-- BEGIN --

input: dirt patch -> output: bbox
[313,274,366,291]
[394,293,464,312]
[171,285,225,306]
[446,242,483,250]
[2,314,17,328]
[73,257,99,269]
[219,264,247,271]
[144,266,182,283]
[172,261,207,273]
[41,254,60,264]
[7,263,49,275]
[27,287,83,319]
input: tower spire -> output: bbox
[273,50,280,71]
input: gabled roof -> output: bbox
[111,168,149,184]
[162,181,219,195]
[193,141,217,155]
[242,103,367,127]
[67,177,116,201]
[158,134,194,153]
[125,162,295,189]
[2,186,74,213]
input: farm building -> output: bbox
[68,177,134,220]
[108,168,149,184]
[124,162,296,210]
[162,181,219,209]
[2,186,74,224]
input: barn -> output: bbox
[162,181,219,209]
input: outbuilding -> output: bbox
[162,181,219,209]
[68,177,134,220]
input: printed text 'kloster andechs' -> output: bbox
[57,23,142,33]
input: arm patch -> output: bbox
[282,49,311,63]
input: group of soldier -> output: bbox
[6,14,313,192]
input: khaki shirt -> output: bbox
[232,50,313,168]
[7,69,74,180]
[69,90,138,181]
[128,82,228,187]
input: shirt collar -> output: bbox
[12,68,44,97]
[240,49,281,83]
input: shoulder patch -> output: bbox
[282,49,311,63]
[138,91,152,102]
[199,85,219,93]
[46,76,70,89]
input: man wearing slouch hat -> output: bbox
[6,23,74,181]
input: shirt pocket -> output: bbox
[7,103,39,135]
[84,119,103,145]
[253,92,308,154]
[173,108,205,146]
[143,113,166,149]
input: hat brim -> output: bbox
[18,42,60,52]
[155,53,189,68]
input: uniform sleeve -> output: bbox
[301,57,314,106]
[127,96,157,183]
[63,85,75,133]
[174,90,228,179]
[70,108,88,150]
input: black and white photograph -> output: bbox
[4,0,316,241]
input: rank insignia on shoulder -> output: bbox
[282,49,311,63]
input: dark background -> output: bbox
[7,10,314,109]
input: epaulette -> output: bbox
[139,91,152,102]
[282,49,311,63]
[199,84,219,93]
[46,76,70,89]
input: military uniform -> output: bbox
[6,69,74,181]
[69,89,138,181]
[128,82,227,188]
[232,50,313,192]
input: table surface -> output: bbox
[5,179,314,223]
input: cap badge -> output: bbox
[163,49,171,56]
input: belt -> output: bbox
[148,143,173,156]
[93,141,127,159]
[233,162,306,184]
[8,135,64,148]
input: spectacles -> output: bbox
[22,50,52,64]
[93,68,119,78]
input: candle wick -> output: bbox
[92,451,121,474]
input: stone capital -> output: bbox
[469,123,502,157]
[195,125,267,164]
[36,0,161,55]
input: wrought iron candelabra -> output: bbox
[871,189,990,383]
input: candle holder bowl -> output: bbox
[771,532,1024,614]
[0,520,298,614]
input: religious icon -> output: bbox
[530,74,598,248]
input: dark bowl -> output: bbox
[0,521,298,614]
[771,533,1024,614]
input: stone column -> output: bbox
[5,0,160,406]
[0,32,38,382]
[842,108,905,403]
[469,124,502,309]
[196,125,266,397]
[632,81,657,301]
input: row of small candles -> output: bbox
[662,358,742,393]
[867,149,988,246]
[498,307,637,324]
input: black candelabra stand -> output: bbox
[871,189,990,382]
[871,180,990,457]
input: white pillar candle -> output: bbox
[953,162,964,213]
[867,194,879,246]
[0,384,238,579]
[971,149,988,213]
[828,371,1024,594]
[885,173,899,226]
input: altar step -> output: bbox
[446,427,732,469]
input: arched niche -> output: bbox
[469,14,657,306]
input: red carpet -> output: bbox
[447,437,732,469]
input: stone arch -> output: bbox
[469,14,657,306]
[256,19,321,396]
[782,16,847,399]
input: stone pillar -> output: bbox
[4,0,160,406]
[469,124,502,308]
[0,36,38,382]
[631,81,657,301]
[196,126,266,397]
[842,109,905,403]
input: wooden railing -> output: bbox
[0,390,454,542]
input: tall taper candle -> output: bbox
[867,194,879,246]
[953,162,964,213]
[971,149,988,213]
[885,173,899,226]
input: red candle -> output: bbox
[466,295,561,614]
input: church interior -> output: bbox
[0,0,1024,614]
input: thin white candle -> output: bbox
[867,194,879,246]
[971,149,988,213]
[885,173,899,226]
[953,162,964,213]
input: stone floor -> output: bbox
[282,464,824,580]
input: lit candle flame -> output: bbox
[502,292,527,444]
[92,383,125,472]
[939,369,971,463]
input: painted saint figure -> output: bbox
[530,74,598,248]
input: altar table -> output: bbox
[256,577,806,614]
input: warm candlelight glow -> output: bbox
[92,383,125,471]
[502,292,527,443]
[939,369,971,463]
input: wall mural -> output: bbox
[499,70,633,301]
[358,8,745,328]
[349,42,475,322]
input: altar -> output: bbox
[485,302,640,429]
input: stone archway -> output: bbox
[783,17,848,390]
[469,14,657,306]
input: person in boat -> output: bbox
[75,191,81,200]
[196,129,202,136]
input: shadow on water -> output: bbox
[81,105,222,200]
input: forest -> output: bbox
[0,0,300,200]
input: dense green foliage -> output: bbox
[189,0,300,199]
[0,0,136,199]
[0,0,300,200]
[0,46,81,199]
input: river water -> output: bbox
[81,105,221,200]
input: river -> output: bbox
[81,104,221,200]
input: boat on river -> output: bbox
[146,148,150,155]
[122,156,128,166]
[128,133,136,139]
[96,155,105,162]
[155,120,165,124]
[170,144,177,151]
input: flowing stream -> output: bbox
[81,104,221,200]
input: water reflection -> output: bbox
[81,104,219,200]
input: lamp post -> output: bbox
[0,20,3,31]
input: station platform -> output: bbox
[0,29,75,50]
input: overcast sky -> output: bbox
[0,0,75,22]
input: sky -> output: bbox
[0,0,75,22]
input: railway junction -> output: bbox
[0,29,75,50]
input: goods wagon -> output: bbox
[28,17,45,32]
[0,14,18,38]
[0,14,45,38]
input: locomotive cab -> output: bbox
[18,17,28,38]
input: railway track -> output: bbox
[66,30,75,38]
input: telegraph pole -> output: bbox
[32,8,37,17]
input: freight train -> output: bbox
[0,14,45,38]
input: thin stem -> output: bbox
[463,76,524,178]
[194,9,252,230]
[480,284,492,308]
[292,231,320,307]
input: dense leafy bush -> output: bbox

-- END --

* [What is being asked]: Rewrite all of the lines above, replacing "epaulette" with "shoulder board" and leaving everything else unchanged.

* [Expected answer]:
input: dirt patch -> output: bbox
[313,274,366,291]
[394,293,464,312]
[171,285,225,306]
[446,242,483,250]
[2,314,17,328]
[73,257,99,269]
[219,264,247,271]
[144,266,182,283]
[172,261,207,273]
[41,254,60,264]
[7,263,49,275]
[27,287,83,319]
input: tower spire -> output: bbox
[273,50,280,71]
input: gabled roof -> output: bbox
[111,168,149,184]
[162,181,219,195]
[193,141,217,155]
[242,103,367,127]
[67,177,116,201]
[158,134,194,153]
[125,162,295,189]
[2,186,74,213]
input: farm building -> output: bbox
[68,177,134,220]
[108,168,149,184]
[124,162,296,210]
[162,181,219,209]
[2,186,74,224]
input: barn -> output: bbox
[162,181,219,209]
input: outbuilding -> output: bbox
[162,181,219,209]
[68,177,134,220]
input: printed text 'kloster andechs' -> output: bbox
[57,23,142,33]
input: arm patch -> output: bbox
[282,49,311,63]
input: group of soldier -> output: bbox
[6,14,313,192]
input: khaki shirt -> output: bbox
[232,50,313,168]
[7,69,74,180]
[69,90,138,181]
[128,82,228,187]
input: shirt collar -> output: bbox
[12,68,44,97]
[240,49,281,83]
input: shoulder patch -> output: bbox
[282,49,311,63]
[138,91,152,102]
[199,85,219,93]
[46,76,70,89]
input: man wearing slouch hat -> output: bbox
[6,23,74,181]
input: shirt pocket -> output: bbox
[7,103,39,135]
[84,119,103,145]
[253,92,308,154]
[173,108,205,146]
[143,113,166,149]
input: hat brim -> output: bbox
[18,42,60,52]
[155,53,189,68]
input: uniform sleeve -> output: bbox
[301,57,314,106]
[127,96,157,183]
[63,85,75,133]
[174,90,228,179]
[70,108,88,150]
input: black and white photograph -> output: bbox
[4,0,316,241]
input: rank insignia on shoulder -> output: bbox
[282,49,311,63]
input: dark background -> output: bbox
[7,10,314,109]
input: shoulder board -> output: bbox
[139,91,152,102]
[282,49,311,63]
[199,84,219,93]
[46,76,70,89]
input: military uniform -> output: bbox
[6,69,74,181]
[69,89,138,181]
[128,82,227,188]
[232,50,313,192]
input: table surface -> output: bbox
[5,179,314,223]
input: cap badge -> output: bbox
[163,49,171,56]
input: belt -> output: bbox
[148,143,173,156]
[93,141,127,159]
[233,162,306,184]
[8,135,64,148]
input: spectacles -> output: bbox
[22,50,52,64]
[93,68,119,78]
input: candle wick -> output: bbox
[92,451,121,474]
input: stone capital -> output: bbox
[469,123,502,157]
[195,125,267,164]
[36,0,161,55]
input: wrought iron candelabra -> output: bbox
[871,189,990,383]
input: candle holder bowl -> output: bbox
[771,532,1024,614]
[0,520,298,614]
input: religious icon -> output: bbox
[530,74,598,248]
input: dark bowl -> output: bbox
[0,521,298,614]
[771,533,1024,614]
input: stone column -> output: bbox
[5,0,160,406]
[0,32,38,382]
[842,108,905,403]
[469,124,502,309]
[196,125,266,397]
[632,81,657,301]
input: row of small candles -> output: bbox
[662,358,742,393]
[867,149,988,246]
[498,307,637,324]
input: black candelabra stand -> output: bbox
[871,189,990,382]
[871,180,990,457]
input: white pillar candle -> output: bbox
[953,162,964,213]
[867,194,879,246]
[0,384,238,579]
[971,149,988,213]
[828,371,1024,594]
[885,173,899,226]
input: altar step -> output: bbox
[446,427,732,469]
input: arched niche -> output: bbox
[469,14,657,306]
input: red carpet -> output: bbox
[447,437,732,469]
input: stone arch -> output: bbox
[469,14,657,306]
[256,19,321,396]
[782,16,847,399]
input: stone pillar -> output: bbox
[4,0,160,406]
[469,124,502,308]
[0,36,38,382]
[631,81,657,301]
[196,126,266,397]
[842,109,905,403]
input: wooden railing -> output: bbox
[0,390,454,542]
input: tall taper candle -> output: bbox
[867,194,879,246]
[953,162,964,213]
[971,149,988,213]
[885,173,899,226]
input: red candle -> output: bbox
[466,295,561,614]
input: church interior -> output: bbox
[0,0,1024,614]
input: thin white candle -> output: bbox
[867,194,879,246]
[971,149,988,213]
[885,173,899,226]
[953,162,964,213]
input: stone floor -> output: bbox
[282,464,824,580]
input: lit candle flame -> output: bbox
[502,292,527,444]
[92,383,125,472]
[939,369,971,463]
input: painted saint figure -> output: bbox
[530,74,598,248]
input: altar table -> output: bbox
[256,577,806,614]
input: warm candlelight glow -> output: bbox
[92,383,125,471]
[502,292,527,443]
[939,369,971,463]
input: wall mural -> output: bbox
[499,70,633,301]
[358,8,745,328]
[349,42,475,322]
input: altar -> output: bbox
[485,302,640,429]
input: stone archway -> output: bbox
[783,17,848,390]
[469,14,657,306]
input: person in boat -> output: bbox
[75,191,81,200]
[196,129,202,136]
input: shadow on water -> output: bbox
[81,105,222,200]
input: forest -> output: bbox
[0,0,300,200]
input: dense green foliage -> output: bbox
[189,0,300,199]
[0,0,136,199]
[0,0,300,200]
[0,46,81,199]
input: river water -> output: bbox
[81,105,221,200]
input: river -> output: bbox
[81,104,221,200]
input: boat on river -> output: bbox
[146,148,150,155]
[122,156,128,166]
[128,133,136,139]
[96,155,105,162]
[155,120,165,124]
[170,144,177,151]
input: flowing stream -> output: bbox
[81,104,221,200]
input: water reflection -> output: bbox
[81,104,219,200]
input: lamp post -> output: bbox
[0,20,3,31]
input: station platform -> output: bbox
[0,29,75,50]
input: overcast sky -> output: bbox
[0,0,75,22]
input: sky -> output: bbox
[0,0,75,22]
input: railway junction -> output: bbox
[0,29,75,50]
input: goods wagon -> output: bbox
[28,17,45,32]
[0,14,18,38]
[0,14,45,38]
input: locomotive cab -> output: bbox
[18,17,28,38]
input: railway track -> output: bbox
[66,30,75,38]
input: telegraph pole -> output: bbox
[32,8,37,17]
input: freight train -> output: bbox
[0,14,45,38]
input: thin stem -> output: bbox
[463,76,524,178]
[194,9,252,230]
[480,284,492,308]
[292,231,320,307]
input: dense leafy bush -> output: bbox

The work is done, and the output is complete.